Turn only the lines of the records below, from the line with "tree foliage canopy." up to and including the line with "187, 12, 425, 248", into a numbered list with any blank lines left out.

> [Task inputs]
* BEGIN *
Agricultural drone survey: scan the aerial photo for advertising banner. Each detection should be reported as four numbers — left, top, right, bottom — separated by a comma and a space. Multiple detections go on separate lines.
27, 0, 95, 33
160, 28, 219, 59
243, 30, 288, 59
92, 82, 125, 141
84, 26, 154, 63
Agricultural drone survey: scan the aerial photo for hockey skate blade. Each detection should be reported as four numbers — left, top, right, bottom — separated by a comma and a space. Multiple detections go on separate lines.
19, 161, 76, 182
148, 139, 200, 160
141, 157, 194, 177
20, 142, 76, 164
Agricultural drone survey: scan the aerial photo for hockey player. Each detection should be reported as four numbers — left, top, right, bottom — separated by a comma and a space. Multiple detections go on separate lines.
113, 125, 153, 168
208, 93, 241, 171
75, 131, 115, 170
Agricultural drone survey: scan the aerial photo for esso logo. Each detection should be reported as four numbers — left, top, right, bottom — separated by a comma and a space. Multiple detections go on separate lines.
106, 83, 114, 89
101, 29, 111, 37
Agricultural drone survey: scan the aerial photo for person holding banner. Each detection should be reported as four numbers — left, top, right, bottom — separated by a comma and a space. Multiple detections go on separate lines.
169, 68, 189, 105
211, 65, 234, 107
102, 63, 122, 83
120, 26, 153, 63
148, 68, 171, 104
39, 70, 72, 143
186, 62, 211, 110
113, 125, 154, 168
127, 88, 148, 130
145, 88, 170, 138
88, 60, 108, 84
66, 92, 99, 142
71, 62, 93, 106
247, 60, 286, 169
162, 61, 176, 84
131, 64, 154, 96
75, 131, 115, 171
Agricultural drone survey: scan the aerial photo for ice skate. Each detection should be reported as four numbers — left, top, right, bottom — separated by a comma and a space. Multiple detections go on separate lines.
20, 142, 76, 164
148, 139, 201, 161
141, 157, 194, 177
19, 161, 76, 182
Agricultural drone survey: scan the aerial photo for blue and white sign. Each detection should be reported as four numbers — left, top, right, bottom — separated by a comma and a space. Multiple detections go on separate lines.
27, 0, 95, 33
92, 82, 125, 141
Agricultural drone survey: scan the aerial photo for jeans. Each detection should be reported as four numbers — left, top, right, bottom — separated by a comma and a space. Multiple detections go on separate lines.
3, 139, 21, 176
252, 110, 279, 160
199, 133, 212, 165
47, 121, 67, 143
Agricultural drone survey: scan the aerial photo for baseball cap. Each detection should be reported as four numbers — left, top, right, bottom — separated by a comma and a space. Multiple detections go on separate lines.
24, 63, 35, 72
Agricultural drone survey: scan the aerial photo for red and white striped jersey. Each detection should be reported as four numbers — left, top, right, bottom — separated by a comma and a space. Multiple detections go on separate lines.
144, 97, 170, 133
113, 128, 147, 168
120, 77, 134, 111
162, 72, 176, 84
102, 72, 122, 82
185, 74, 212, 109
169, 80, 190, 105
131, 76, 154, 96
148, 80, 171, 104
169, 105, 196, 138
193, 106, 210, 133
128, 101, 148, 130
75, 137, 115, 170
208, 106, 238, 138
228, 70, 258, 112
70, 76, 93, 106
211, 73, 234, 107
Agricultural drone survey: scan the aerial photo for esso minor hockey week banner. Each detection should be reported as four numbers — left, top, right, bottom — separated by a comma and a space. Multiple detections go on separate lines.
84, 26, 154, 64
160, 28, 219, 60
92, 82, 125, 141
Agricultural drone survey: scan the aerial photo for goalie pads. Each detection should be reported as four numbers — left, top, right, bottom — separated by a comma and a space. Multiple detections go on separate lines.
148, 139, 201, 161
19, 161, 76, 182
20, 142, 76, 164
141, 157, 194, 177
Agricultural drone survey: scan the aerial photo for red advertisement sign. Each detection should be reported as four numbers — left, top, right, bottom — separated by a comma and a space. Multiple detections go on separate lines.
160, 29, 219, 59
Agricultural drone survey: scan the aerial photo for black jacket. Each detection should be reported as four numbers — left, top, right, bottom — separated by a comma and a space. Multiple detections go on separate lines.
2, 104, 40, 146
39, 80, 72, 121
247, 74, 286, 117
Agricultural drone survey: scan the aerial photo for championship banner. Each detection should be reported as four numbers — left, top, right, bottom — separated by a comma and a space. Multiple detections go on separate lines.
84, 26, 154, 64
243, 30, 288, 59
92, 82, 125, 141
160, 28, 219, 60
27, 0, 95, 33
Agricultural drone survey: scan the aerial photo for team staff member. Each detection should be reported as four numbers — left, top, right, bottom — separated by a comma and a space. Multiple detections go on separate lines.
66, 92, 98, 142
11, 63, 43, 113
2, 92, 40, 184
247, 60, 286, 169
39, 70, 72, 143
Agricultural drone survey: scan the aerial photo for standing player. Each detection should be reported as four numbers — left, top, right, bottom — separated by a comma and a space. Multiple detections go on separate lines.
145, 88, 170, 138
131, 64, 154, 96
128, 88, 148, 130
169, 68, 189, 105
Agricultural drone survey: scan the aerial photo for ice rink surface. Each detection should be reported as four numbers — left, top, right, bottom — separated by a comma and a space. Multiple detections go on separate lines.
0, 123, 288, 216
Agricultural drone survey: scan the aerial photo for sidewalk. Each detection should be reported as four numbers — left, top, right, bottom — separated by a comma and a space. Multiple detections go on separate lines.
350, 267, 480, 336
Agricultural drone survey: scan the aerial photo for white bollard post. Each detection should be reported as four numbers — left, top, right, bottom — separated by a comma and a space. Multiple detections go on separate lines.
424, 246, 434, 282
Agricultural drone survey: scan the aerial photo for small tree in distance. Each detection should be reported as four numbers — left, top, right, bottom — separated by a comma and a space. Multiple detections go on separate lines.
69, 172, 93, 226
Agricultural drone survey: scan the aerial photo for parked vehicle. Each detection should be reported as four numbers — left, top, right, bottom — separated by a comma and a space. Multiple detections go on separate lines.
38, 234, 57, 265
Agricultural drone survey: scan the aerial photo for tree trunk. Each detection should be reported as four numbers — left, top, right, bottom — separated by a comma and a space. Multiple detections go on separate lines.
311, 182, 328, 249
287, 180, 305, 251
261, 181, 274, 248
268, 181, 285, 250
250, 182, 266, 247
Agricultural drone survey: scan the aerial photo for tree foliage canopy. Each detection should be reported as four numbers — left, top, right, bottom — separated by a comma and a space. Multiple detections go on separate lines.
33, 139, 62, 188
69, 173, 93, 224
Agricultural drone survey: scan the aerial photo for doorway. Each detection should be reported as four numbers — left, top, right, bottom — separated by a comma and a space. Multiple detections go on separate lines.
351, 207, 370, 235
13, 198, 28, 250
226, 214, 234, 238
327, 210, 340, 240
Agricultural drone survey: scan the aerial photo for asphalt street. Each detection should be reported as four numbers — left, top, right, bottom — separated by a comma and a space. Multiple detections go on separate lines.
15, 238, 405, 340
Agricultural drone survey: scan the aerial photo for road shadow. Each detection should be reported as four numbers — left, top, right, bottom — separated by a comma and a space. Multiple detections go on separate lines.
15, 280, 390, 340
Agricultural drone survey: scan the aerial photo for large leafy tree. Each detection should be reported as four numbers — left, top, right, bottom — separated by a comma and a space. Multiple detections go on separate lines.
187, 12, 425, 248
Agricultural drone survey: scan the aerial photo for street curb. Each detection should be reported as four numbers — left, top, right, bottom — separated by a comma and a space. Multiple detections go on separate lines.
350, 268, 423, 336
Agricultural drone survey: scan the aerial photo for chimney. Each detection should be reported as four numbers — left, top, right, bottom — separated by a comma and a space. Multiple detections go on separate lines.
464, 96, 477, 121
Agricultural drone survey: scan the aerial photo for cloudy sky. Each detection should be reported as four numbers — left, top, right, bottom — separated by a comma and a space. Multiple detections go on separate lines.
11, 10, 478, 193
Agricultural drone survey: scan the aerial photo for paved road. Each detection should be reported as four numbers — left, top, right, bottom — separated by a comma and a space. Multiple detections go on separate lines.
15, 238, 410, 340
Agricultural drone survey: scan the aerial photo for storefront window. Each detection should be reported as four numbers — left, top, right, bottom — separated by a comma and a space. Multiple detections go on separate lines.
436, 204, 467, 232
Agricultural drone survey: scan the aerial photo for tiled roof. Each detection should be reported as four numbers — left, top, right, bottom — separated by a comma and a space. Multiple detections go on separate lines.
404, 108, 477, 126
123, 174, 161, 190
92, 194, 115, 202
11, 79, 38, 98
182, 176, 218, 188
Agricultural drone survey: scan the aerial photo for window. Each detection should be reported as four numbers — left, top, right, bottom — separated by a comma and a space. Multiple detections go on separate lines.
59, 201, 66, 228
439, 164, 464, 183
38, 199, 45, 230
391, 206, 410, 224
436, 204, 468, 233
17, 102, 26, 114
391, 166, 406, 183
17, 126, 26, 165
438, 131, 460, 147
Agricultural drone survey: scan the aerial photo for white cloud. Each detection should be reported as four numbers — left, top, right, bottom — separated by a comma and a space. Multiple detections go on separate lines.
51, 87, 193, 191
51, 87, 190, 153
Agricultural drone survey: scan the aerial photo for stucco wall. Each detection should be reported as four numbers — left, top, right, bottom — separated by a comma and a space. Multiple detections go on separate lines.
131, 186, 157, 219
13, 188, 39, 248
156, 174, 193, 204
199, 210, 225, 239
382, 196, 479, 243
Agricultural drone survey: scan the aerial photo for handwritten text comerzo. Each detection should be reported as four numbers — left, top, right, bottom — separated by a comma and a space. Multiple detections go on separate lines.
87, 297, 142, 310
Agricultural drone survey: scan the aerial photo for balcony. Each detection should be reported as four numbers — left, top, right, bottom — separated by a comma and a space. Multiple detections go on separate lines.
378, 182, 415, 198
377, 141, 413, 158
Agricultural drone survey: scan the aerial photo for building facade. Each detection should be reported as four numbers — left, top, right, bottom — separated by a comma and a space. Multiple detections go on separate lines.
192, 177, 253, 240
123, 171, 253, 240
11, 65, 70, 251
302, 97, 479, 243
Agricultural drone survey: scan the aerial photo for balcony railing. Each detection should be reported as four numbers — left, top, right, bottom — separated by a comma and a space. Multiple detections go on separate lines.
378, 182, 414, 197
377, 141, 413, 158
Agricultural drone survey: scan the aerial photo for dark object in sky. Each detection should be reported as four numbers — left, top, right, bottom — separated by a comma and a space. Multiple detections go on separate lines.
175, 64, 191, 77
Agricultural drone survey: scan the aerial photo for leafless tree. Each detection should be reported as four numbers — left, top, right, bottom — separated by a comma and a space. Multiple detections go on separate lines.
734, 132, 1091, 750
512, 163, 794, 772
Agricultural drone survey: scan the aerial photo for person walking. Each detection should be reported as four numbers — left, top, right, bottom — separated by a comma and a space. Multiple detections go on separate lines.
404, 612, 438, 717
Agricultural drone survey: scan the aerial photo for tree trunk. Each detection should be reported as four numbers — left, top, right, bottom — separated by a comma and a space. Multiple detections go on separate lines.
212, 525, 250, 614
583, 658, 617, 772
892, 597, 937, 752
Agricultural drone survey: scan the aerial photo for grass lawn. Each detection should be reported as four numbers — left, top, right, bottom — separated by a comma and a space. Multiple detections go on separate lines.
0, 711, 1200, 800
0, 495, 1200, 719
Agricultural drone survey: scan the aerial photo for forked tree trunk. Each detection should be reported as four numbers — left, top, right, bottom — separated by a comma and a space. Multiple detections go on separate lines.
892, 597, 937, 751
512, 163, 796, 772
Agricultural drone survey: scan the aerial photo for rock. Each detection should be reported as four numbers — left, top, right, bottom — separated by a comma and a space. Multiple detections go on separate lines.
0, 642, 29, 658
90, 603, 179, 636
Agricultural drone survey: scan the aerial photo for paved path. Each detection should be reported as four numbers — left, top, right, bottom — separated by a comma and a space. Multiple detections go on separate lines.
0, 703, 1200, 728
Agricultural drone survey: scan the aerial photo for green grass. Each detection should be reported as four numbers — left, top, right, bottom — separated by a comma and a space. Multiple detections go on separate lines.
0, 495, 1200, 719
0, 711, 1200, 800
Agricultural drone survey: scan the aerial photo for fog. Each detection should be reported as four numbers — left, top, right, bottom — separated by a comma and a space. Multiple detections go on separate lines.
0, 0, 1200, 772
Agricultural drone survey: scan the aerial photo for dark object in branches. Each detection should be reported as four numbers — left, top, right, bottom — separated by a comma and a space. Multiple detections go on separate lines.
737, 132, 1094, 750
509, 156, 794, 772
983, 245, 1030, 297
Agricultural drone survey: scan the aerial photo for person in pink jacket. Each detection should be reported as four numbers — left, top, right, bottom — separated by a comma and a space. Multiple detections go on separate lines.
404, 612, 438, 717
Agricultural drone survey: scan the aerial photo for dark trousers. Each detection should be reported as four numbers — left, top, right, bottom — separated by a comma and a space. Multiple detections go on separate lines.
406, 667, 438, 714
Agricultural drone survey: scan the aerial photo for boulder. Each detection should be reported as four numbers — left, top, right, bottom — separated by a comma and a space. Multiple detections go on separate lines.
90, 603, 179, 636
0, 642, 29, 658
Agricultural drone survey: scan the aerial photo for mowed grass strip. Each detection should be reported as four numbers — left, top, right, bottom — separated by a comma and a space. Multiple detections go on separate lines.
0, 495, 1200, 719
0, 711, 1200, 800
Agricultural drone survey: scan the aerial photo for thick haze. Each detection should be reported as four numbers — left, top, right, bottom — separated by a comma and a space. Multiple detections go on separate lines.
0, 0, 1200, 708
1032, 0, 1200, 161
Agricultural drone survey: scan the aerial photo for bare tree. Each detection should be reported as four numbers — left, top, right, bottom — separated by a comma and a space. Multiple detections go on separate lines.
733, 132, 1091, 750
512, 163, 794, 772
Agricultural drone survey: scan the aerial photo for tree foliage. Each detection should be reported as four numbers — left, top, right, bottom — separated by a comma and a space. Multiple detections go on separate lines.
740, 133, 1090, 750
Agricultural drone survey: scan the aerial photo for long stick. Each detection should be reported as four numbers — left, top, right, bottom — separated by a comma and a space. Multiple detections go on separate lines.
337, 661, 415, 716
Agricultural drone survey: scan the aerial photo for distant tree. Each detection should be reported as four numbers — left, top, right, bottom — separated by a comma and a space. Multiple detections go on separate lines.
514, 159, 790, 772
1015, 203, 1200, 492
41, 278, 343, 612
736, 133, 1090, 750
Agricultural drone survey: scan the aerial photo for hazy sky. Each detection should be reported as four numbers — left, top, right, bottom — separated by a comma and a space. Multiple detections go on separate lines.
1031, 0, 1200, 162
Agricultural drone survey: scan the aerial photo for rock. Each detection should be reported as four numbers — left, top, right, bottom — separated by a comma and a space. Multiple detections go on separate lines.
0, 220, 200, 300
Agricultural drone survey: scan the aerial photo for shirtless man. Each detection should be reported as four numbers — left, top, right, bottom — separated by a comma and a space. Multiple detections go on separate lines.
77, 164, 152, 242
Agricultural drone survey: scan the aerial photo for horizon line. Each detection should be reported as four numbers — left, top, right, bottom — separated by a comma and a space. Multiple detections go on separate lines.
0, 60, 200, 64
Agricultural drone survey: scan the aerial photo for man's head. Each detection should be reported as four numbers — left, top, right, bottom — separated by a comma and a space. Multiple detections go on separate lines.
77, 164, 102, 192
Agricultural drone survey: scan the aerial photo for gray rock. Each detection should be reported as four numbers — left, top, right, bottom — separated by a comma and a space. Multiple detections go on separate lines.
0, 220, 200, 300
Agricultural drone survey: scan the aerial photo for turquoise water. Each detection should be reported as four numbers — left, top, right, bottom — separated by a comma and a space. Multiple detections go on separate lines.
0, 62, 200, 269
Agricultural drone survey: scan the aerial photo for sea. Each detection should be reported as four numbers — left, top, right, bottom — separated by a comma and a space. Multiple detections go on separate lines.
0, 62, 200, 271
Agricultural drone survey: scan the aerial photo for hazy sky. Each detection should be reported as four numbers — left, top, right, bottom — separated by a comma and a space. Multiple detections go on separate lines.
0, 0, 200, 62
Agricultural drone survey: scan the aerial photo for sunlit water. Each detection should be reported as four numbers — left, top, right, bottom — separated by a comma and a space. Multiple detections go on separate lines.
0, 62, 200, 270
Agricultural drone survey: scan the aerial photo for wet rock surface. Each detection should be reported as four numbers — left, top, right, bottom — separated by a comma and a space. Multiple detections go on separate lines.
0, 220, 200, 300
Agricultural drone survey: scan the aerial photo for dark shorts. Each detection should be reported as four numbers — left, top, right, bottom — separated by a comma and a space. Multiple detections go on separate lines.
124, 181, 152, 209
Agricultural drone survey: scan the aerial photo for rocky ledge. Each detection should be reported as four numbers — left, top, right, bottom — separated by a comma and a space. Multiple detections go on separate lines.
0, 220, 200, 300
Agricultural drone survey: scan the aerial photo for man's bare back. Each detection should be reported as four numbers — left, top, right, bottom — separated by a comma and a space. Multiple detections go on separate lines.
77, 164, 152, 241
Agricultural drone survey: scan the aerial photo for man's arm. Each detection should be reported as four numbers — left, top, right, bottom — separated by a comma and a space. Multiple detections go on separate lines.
* END *
> [Reply]
1. Agricultural drone survey: scan the aerial photo for tree foliage canopy. Each detection should be reported as four numbers — left, top, right, bottom — separated by a comma and a space. Multiple detections go on separate lines.
2. 33, 139, 62, 188
3. 69, 173, 93, 224
4. Agricultural drone survey: scan the aerial photo for doorway. Each detection should be reported as four numbers — left, top, right, bottom — separated by a comma and a space. Multiple detections go on separate lines.
5. 351, 207, 370, 235
6. 13, 198, 28, 250
7. 226, 214, 234, 238
8. 327, 210, 340, 240
9. Agricultural drone survey: scan the aerial photo for asphalt street. Each detection should be reported as four numbers — left, top, right, bottom — separated by a comma and a space. Multiple detections go on separate lines.
10. 15, 238, 405, 340
11. Agricultural drone survey: scan the aerial photo for road shadow. Each detection should be reported as four numbers — left, top, right, bottom — separated by a comma and a space. Multiple detections go on separate lines.
12. 15, 280, 390, 340
13. Agricultural drone survey: scan the aerial photo for large leafy tree. Each detection should be reported as four numbers — left, top, right, bottom — separated by a comma and a space. Multiple detections go on separate lines.
14. 187, 12, 425, 248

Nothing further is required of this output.